— Start Excerpt to read —
Actually, I think something like this could be useful for all the
output backends for reordering.

> In that case, the following suggestions seem to me to be feasible:
> 
> 1. A new \X'ps: ...' command like
>    \X'ps: pagenumformat F' where F may be as in troff .af, namely
>    1 001 i I a A
> 
>    This would at least require the void ps_printer::begin_page(int n)
>    function (above) to be re-written so that the formatting of n
>    is done by a different routing (capable of achieving format F)
>    instead of itoa(n).
> 
> 2. A new X'ps: ...' command like
>    \X'ps: pagelabel F text' where F is as above and "text" is
>    whatever the user wants (e.g. TOC, Author Index, Bibliography ... ).
>    This could presumably be used instead of or in addition to the
>    suggestion in (1).
> 
>    This would require an additional re-writing of the function
>    ps_printer::begin_page(int n) to be something like
>    ps_printer::begin_page(int n, char *F, char *text)
>    with appropriate support code.
> 
> Meanwhile, I think for practical purposes it should not be too
> difficult to simply do what you are now doing, namely determining
> independently what page-numbers correspond to the different classes,
> and using say pstops to extract these when the page-list is submitted
> via an argument to pstops.
> 
> However, you have raised an interesting and by no means entirely
> cosmetic issue about groff. It would be good to see other users'
> comments on these questions.

The difficult thing to do automatically is to figure out where things
like the table of contents start and stop, so you can move them to the
beginning.  Since the user can do things like

    .bp 1
    Some random text here.
    .bp 10
    Some other random text here.
    .bp 1
    Yet more random text here.

you can't just have the macro package record the pages where the table
of contents started and ended, since other pages might have the same
page number.

It might be useful if gtroff had a predefined read-only number
register, say \n[.pp] (for physical page), that recorded the physical
page number independent of what \n% had.  This number would start at 1
and be increased by 1 at the start of each new page, regardless of
what the user has requested with .bp or .pn.  The "p" command in
gtroff output could be followed by something like

    x X page: 1 i 3

where "1" is the page number from \n%, "i" is the page number
according to the current current format for % requested by .af, and 
"3" is the physical page of the document.  (In this case, there was a
cover page and a copyright page before the table of contents started
on logical page "i", physical page "3".)
— End Excerpt to read —
— Start Data excerpt —
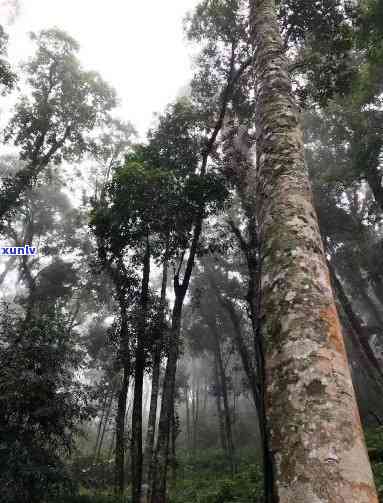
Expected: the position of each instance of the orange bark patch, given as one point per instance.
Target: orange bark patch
(330, 317)
(366, 492)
— End Data excerpt —
• Short problem 1
Reproduce the part of the groff page-numbering discussion starting with "The difficult thing" and going on through "more random text here.".
• Short problem 2
In the groff page-numbering discussion, what does the "3" stand for in the sample line "x X page: 1 i 3"?
• Short problem 3
Pick up the groff page-numbering discussion and keep writing from the point where it ends.
None of the work here draws on the data.

• Final result 1
The difficult thing to do automatically is to figure out where things
like the table of contents start and stop, so you can move them to the
beginning.  Since the user can do things like

    .bp 1
    Some random text here.
    .bp 10
    Some other random text here.
    .bp 1
    Yet more random text here.

• Final result 2
It is the physical page of the document.

• Final result 3
The macro packages could use this physical page number to uniquely
identify where a section starts and stops and reordering packages
could depend on it.

Reordering filters could operating on these 'x X page:' commands,
while grops could generate DSC comments from them for the postscript
otuput.  Other postprocessors could ignore them.

If macro packages were to output at the start of a new document part
something like

    x X part: cover
    x X part: body
    x X part: appendix
    x X part: TOC
    x X part: LOF
    x X part: LOI

a reordering filter could automatically reorder the output into a
user-specified order, perhaps like this:

    $ gtroff -ms input.ms | 
         reorder --order=cover,TOC,LOI,LOF,body,appendix |
         grops >output.ps

The grops postprocessor could use that to make DSC comments like
"%%Page: TOC-i 3" or "%%Page: BODY-1".

If gtroff had a writable predefined string, perhaps \*[.sect], 
that started out blank and was always output after the "p" command for
each page as the end of a "x X part:" command, the macro packages
could just set this and each page would be labeled, which would make 
reordering and labeling simpler for the postprocessors, at the expense
of more complication in gtroff.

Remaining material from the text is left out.